— begin —
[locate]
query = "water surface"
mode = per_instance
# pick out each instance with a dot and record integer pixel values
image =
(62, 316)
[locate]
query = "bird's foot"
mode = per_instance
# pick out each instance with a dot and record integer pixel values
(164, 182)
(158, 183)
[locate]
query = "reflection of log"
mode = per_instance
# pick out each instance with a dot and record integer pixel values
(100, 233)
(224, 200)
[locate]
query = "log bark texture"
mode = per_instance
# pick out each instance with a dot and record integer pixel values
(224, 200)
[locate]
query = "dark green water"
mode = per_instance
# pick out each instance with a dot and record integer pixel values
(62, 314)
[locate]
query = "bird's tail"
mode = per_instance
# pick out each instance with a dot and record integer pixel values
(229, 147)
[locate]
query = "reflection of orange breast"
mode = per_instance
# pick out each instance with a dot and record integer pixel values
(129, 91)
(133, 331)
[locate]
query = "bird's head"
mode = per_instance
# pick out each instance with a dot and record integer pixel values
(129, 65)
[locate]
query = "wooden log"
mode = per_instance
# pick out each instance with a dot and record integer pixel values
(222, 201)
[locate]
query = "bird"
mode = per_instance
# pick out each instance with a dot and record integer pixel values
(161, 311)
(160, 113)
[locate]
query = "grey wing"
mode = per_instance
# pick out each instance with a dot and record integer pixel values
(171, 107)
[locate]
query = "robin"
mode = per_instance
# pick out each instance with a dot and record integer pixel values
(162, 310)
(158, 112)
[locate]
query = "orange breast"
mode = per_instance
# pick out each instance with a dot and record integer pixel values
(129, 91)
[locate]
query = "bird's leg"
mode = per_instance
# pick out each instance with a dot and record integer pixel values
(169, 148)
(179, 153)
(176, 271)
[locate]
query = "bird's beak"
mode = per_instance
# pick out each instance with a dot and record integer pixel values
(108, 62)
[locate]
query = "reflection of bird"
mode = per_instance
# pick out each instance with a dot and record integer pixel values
— end —
Exercise prompt:
Extract all the material, leaving every line as it is.

Completed exercise:
[locate]
query = "water surface"
mode = per_instance
# pick out each instance with a dot and record integer pixel values
image =
(62, 316)
[locate]
query = "bird's foot"
mode = per_instance
# pick out each instance with a dot and record integer pixel values
(164, 182)
(158, 183)
[locate]
query = "reflection of log"
mode = per_instance
# pick out each instance with a dot and record integer pixel values
(100, 233)
(224, 200)
[locate]
query = "log bark texture"
mode = per_instance
# pick out each instance with a dot and record integer pixel values
(224, 200)
[locate]
query = "dark green water"
mode = per_instance
# pick out each instance with a dot and record integer pixel values
(62, 314)
[locate]
query = "bird's tail"
mode = per_instance
# pick out each instance with a dot and record integer pixel values
(229, 147)
[locate]
query = "reflection of orange breast"
mode = per_instance
# pick out each instance with a dot and record integer pixel values
(129, 91)
(133, 331)
[locate]
query = "bird's head"
mode = per_instance
# pick out each instance with a dot and record integer pixel values
(129, 65)
[locate]
query = "wooden log"
mode = per_instance
# pick out each instance with a dot and record integer pixel values
(222, 201)
[locate]
query = "bird"
mode = per_instance
# pick out each instance with a dot and record integer pixel values
(161, 311)
(160, 113)
[locate]
query = "grey wing"
mode = per_instance
# pick out each instance with a dot and record integer pixel values
(171, 107)
[locate]
query = "robin"
mode = per_instance
# pick out each instance with a dot and record integer pixel values
(162, 310)
(158, 112)
[locate]
query = "orange breast"
mode = per_instance
# pick out each instance with a dot and record integer pixel values
(129, 91)
[locate]
query = "bird's leg"
mode = per_instance
# pick out each instance with a dot and record integer pixel values
(169, 148)
(179, 153)
(176, 271)
[locate]
query = "bird's beak"
mode = per_instance
# pick out each instance with a dot and record integer pixel values
(108, 62)
[locate]
query = "reflection of bird"
mode = per_instance
# pick out each instance with a dot and record integer pixel values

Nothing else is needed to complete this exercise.